§ **Task details**: Nothing in the entries may be altered; copy them in full.

[Exercise input Boundary: Start]

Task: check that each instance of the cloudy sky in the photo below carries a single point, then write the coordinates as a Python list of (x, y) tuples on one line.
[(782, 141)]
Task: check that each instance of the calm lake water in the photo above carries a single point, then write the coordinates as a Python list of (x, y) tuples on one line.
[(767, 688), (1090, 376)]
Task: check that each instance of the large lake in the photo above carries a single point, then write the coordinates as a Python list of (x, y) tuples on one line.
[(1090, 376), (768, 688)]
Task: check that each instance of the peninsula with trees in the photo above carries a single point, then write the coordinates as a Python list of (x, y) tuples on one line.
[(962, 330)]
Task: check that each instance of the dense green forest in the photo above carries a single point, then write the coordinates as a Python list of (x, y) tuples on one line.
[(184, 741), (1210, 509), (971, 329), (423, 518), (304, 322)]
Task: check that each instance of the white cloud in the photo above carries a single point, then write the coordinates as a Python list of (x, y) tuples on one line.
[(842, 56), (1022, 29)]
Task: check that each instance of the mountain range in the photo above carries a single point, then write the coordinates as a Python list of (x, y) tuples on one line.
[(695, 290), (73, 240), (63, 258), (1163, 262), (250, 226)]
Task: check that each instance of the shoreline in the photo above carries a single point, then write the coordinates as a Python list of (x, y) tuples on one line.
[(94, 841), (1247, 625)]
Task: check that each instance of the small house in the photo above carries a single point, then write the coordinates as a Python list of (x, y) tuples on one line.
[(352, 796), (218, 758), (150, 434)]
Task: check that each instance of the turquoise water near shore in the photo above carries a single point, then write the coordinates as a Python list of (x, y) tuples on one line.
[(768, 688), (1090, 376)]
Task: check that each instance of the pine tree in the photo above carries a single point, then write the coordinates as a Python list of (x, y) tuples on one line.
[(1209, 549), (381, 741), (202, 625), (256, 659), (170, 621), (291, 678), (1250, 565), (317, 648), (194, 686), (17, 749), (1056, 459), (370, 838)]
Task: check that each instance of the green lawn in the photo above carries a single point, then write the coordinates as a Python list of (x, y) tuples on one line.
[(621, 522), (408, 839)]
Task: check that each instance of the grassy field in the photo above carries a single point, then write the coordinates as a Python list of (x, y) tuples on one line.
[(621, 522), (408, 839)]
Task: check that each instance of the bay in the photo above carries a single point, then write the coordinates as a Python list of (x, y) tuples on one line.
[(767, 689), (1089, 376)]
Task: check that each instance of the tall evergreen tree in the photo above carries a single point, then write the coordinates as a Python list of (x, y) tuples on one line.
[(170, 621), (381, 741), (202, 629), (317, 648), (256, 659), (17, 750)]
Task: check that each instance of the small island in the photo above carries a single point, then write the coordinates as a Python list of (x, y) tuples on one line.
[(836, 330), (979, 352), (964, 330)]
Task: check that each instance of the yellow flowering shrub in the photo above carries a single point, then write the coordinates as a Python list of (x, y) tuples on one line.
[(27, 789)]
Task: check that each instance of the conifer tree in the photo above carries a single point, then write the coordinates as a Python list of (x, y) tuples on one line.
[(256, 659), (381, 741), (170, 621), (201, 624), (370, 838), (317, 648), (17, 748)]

[Exercise input Boundary: End]

§ **Result of this task**:
Task: check that each instance of the cloudy sky in the photo below carries a single point, then write the coordinates as a Python list of (x, y) tuples on one line.
[(782, 141)]
Task: check that each instance of the calm lake water in the photo above carries a single point, then write the coordinates as a Python list of (x, y) tuples on one line.
[(767, 688), (1090, 376)]
Task: check that each instance of the large lake in the photo above carries a single point, then write the coordinates as a Python list of (x, y) tuples on one line.
[(1090, 376), (768, 688)]
Task: check that each instance of the peninsula with trees in the photo above carries a single point, then write the coordinates as a Python list of (x, y) tuples on one line.
[(962, 330)]
Task: check that each instance of the dense green forest in the photo above carries a single point, then write the coordinates as a Python list of (x, y) tuples on one line.
[(184, 741), (1210, 509), (971, 329), (423, 518), (304, 322)]
Task: check that each instance of the white cloud in the photo above carries a single point, then write the coordinates as a Python list of (x, y) tuples on one line.
[(842, 56), (1022, 29)]
Task: check that each instance of the mountain range in the photo above carries a single point, then write the coordinates as a Python list of (x, y) tuples on one line.
[(695, 290), (73, 240), (63, 258), (1163, 262), (250, 226)]
Task: check that each instance of the shoreline in the photo above carries a single point, then write the coordinates as a Python list of (x, y) tuples on one line.
[(94, 841), (1247, 625)]
Task: check that each instance of the small house in the photo above carries a single point, then write the coordinates as a Python list of (x, y) tuples on one line.
[(352, 796), (218, 758), (150, 434)]
Task: check that each instance of the turquoise water near shore in the photo above carries a single point, then write the coordinates as a Python list of (x, y) tuples on one line.
[(768, 688), (1090, 376)]
Task: check that each instance of the pine tree in the photo above carries a single point, then write the coordinates as a Python list of (x, y) tuples on one line.
[(1209, 549), (381, 741), (202, 625), (256, 659), (170, 621), (291, 678), (1250, 565), (317, 648), (194, 686), (17, 749), (1056, 459), (370, 838)]
Task: check that each instance of the green lawn in the photo above carries a single point, then write the coordinates as a Python list of (x, y) tuples on one line.
[(621, 522), (408, 839)]
Task: check that each instance of the grassy field in the photo above carries a single point, then write the coordinates as a Python list of (x, y) tuples on one line.
[(621, 522), (408, 839)]
Task: check that each instance of the bay in the photo above carries a single point, then write the coordinates as a Python list of (x, y) tuples on one line.
[(767, 689), (1089, 376)]
Task: check that each instance of the tall evergreen tree in the photo above carries a single point, then write the coordinates as a Python list of (x, y) tuples on one line.
[(170, 621), (381, 741), (202, 629), (317, 648), (256, 659), (17, 750)]
Task: check that each instance of the small island in the photo above carries a single point, then write the coordinates as a Python list of (x, y) tuples on one line.
[(836, 330), (979, 352), (964, 330)]
Task: check that each instance of the yellow flowering shrub in the photo above carries a single point, then write the coordinates as a Python list of (x, y) tuples on one line.
[(27, 789)]
Task: check that each instance of the conifer tree in the photo above carries a single point, then write the coordinates as a Python list of (x, y) tuples on one line.
[(256, 659), (381, 741), (170, 621), (201, 624), (370, 838), (317, 648), (17, 748)]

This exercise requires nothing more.